What the task asks
Determine how many lines in the items below contain the string "awning". Reply with that number alone.
--- BEGIN ---
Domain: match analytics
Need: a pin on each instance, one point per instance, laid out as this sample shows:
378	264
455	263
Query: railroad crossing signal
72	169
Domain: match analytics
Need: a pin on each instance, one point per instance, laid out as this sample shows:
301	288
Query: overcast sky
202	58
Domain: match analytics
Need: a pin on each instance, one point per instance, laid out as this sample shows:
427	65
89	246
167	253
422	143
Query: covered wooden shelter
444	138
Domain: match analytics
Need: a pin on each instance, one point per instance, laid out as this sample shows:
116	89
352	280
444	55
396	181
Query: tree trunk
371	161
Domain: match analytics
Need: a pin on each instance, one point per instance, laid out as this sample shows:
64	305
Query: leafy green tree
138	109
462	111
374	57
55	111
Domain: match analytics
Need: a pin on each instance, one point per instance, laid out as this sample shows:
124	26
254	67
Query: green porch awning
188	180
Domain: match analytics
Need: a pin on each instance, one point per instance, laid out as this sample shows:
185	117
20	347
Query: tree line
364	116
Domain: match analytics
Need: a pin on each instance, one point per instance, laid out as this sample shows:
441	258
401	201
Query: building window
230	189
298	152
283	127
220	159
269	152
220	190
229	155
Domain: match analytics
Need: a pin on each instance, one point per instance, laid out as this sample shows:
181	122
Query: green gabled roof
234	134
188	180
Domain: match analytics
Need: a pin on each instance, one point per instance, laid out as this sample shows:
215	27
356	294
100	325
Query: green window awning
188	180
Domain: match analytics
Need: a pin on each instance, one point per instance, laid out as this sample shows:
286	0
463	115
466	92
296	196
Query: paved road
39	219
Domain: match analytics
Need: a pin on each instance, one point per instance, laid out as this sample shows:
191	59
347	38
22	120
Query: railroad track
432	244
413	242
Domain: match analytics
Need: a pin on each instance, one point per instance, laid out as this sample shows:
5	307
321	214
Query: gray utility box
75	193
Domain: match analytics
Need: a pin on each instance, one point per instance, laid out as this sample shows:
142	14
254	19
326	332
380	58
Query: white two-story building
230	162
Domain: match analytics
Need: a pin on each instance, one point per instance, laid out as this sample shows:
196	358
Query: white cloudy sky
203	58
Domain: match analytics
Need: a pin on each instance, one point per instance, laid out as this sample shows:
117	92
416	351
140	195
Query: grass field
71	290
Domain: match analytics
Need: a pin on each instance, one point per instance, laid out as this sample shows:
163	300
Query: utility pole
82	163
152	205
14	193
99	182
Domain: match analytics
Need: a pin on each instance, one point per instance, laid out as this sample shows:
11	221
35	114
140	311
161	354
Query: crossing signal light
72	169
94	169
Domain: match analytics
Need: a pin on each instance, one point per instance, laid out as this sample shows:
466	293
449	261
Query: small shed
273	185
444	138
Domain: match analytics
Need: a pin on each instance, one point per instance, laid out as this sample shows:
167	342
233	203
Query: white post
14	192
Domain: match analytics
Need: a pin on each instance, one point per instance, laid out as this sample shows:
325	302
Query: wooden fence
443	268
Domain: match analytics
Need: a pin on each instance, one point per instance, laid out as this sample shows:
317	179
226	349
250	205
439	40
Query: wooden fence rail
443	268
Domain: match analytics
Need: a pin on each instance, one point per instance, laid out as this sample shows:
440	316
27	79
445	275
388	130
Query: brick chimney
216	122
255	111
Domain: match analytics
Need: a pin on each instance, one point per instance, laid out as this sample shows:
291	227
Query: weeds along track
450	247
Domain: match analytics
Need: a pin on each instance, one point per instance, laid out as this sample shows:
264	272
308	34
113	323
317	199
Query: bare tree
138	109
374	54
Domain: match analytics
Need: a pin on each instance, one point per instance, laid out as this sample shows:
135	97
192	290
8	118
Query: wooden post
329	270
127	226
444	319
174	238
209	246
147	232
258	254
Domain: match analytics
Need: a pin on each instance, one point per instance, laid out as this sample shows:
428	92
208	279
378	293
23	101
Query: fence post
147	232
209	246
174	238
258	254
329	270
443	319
--- END ---
--- BEGIN ---
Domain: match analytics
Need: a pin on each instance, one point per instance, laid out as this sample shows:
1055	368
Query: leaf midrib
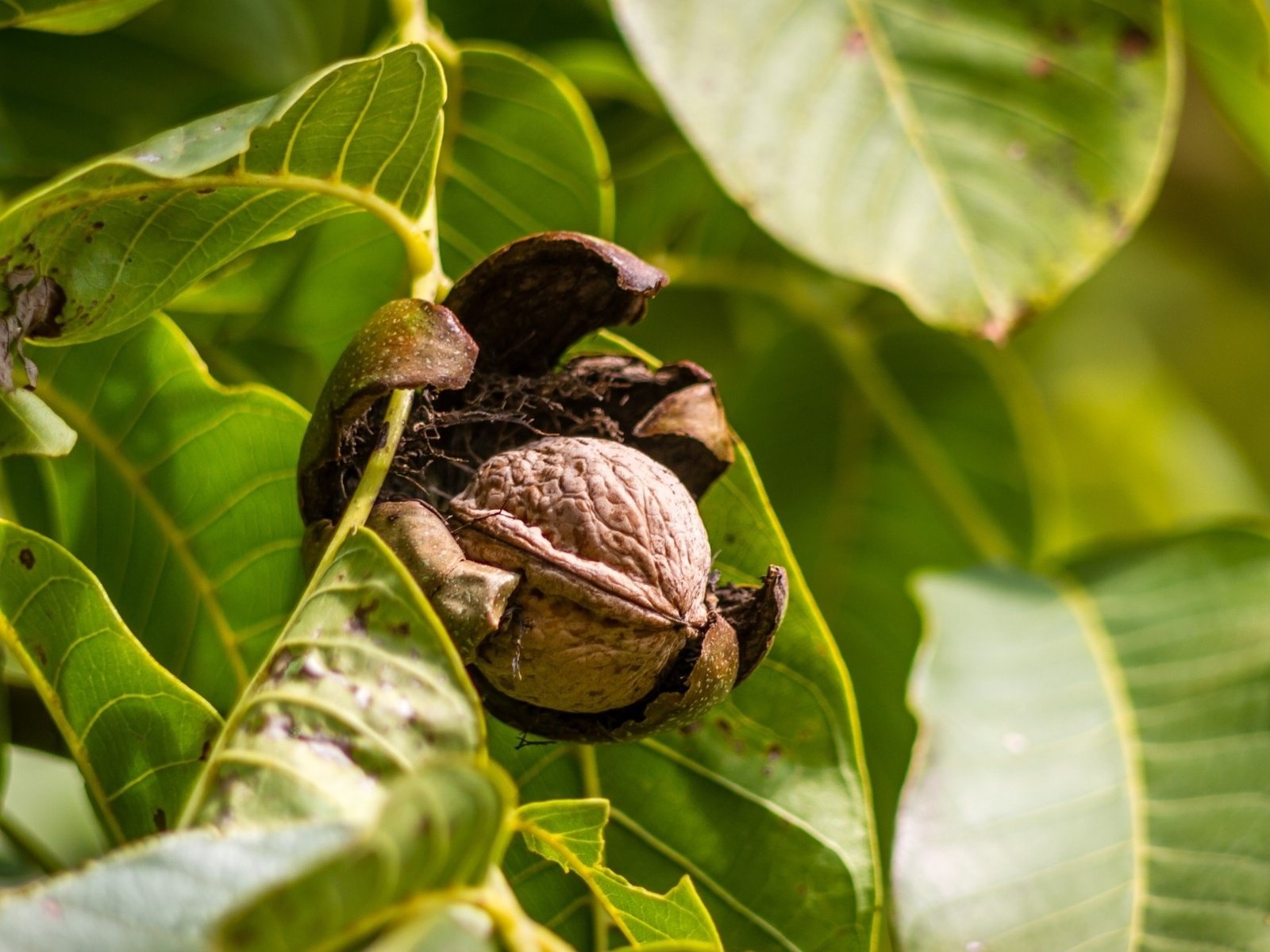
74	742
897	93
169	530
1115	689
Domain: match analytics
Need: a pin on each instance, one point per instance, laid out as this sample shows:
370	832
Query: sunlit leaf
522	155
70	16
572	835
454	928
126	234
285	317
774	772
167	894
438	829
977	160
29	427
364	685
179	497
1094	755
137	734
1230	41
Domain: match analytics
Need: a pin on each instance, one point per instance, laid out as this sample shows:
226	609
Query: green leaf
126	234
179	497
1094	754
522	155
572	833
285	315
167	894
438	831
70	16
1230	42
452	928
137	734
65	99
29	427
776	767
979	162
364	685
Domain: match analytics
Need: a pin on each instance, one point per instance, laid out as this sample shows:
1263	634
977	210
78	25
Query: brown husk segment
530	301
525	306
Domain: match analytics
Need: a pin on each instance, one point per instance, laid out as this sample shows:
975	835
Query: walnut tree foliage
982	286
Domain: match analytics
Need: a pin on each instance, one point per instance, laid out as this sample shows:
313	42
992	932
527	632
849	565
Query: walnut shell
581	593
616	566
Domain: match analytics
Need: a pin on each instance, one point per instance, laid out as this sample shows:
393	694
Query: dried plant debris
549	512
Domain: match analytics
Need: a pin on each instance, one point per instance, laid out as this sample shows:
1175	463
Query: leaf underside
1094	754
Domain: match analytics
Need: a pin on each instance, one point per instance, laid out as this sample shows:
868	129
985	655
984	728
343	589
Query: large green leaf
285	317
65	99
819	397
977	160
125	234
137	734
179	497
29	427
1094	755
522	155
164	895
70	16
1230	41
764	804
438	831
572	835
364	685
--- END ---
Result of this task
2